[DOCUMENT EXTRACT]
--- begin ---

The social network appears to be struggling with making a TV-like ad unit that won't alienate users.

Jennifer Van Grove Former Senior Writer / News
Jennifer Van Grove covered the social beat for CNET. She loves Boo the dog, CrossFit, and eating vegan. Her jokes are often in poor taste, but her articles are not.
Jennifer Van Grove
2 min read
Matt Harnack/Facebook

Facebook is pressing the pause button on an initiative to put video advertisements in News Feed as it considers how not to disrupt the user experience, according to Ad Age.

The social network has long been rumored to be shopping around a high-priced ad unit that marketers could use to run 15-second commercial-like advertisements in News Feed. The units, costing anywhere between $1 million and $2.4 million depending on reach, would auto-play without sound when users scroll over them, earlier reports suggested.

The video ads were originally slated for a summer release but were pushed back to an October unveiling. Now, there's no concrete timing around release, according to Ad Age, which reported that some of the potential advertisers were taking a wait-and-see approach out of fear of being caught up in a potential user backlash.

--- end ---

[AIM 1] In the article on Facebook's video ads, write out the passage that opens with the words containing "The social network has" and closes with "potential user backlash.".
[AIM 2] According to the article on Facebook's video ads, how much would the proposed video ad units cost?
[AIM 3] Carry on the article on Facebook's video ads past its last sentence.
The entries are separate material and have nothing to do with the article on Facebook's video ads.

[INFORMATION SHOWN]
--- begin ---

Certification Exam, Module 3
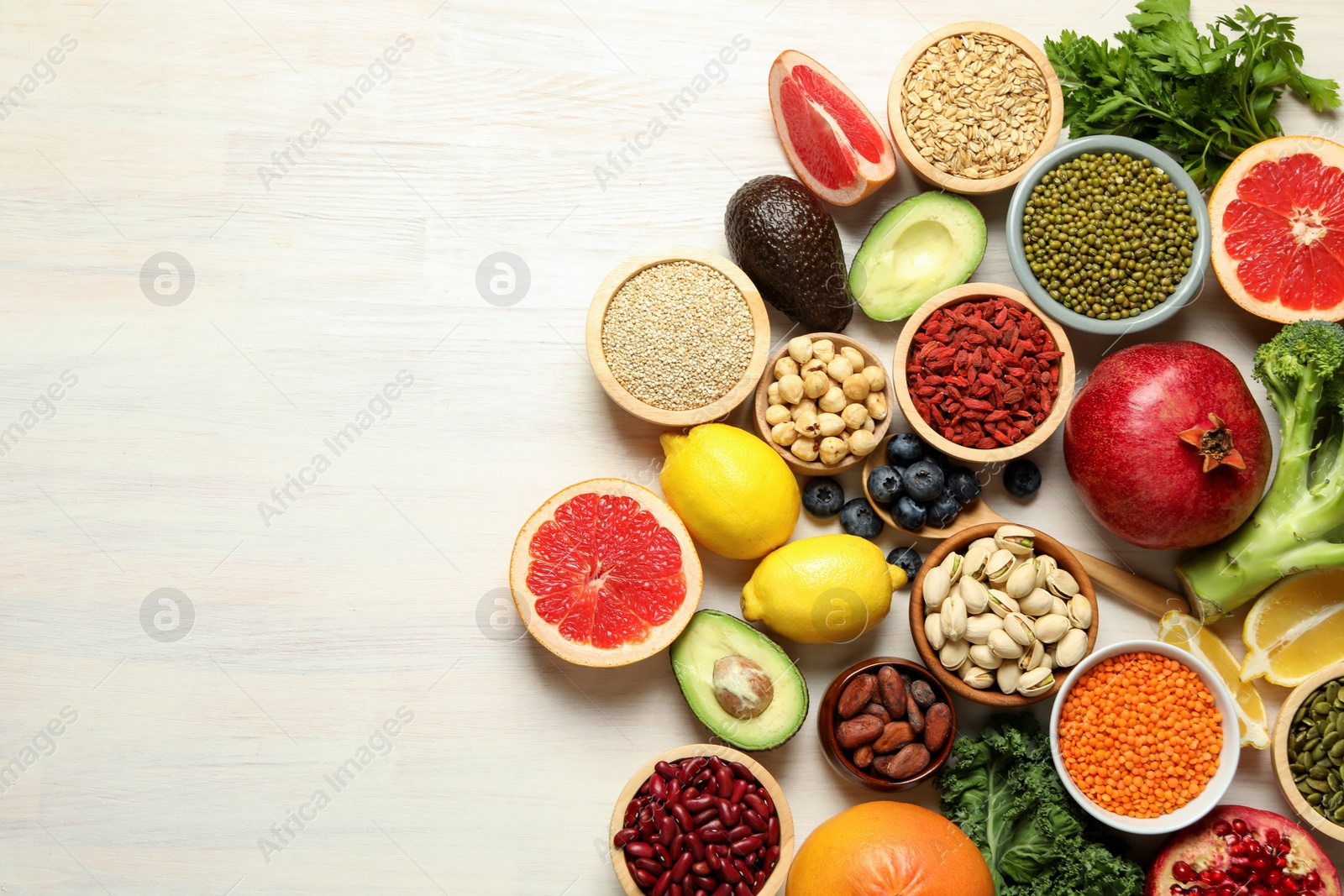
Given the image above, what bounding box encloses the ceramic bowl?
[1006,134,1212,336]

--- end ---
--- begin ---

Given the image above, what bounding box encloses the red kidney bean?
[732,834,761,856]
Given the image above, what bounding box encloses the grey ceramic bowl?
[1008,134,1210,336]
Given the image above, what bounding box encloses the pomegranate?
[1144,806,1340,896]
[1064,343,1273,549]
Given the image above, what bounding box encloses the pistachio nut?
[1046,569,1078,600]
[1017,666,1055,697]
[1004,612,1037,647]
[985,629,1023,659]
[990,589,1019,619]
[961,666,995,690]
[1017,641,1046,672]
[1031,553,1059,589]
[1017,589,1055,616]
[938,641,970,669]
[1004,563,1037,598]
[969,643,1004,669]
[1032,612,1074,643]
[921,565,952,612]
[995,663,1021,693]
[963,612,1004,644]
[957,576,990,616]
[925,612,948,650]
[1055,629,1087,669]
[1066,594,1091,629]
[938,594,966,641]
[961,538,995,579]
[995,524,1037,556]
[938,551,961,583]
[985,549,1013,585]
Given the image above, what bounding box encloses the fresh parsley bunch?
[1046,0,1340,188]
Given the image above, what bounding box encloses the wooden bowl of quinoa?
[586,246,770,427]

--- end ---
--- begin ---

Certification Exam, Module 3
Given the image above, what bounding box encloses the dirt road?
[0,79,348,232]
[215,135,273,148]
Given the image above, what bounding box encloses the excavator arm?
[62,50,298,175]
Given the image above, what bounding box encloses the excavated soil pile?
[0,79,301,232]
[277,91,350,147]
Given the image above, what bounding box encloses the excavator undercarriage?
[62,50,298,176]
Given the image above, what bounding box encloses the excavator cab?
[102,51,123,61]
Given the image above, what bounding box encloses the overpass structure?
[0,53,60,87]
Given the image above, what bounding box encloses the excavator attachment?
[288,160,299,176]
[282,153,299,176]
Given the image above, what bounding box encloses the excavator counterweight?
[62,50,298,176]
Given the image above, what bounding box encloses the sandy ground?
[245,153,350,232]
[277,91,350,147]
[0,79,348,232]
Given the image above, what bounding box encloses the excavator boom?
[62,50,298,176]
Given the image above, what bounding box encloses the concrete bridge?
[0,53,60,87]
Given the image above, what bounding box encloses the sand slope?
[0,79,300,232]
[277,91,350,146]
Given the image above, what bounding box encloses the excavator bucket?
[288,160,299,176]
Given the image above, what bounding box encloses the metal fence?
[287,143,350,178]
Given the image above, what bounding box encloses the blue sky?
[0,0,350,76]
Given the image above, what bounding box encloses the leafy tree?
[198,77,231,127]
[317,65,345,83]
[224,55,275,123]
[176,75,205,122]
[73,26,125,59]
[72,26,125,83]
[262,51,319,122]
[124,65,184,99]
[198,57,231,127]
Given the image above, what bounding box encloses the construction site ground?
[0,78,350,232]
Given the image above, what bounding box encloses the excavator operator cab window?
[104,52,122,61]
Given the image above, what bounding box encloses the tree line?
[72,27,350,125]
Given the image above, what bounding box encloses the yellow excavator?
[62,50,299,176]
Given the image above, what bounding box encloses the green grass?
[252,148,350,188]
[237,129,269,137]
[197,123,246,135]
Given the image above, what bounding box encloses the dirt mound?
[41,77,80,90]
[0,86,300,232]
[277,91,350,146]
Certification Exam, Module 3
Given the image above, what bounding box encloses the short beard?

--- end ---

[EXERCISE OUTPUT 1]
The social network has long been rumored to be shopping around a high-priced ad unit that marketers could use to run 15-second commercial-like advertisements in News Feed. The units, costing anywhere between $1 million and $2.4 million depending on reach, would auto-play without sound when users scroll over them, earlier reports suggested.

The video ads were originally slated for a summer release but were pushed back to an October unveiling. Now, there's no concrete timing around release, according to Ad Age, which reported that some of the potential advertisers were taking a wait-and-see approach out of fear of being caught up in a potential user backlash.

[EXERCISE OUTPUT 2] Anywhere between $1 million and $2.4 million, depending on reach.

[EXERCISE OUTPUT 3]
Facebook declined to comment on video advertisements.

"It is important for Facebook to get the design of this product right and the company is clearly struggling with creating a format that will enable it to sell broad demographic reach to advertisers at scale without alienating users," Macquarie Securities analysts said in the firm's Facebook note published Friday morning. "We remain concerned that there could be significant backlash to any auto-play video and we were skeptical that Facebook would go that route, but all checks indicate that this is still the plan."

Still, Macquarie remains optimistic about the social network's prospects in video advertising and thinks the new unit, should it ever appear, could drive up revenue in 2014. Either way, the firm raised its 12-month price target to $49 a share. Facebook is currently trading around $44.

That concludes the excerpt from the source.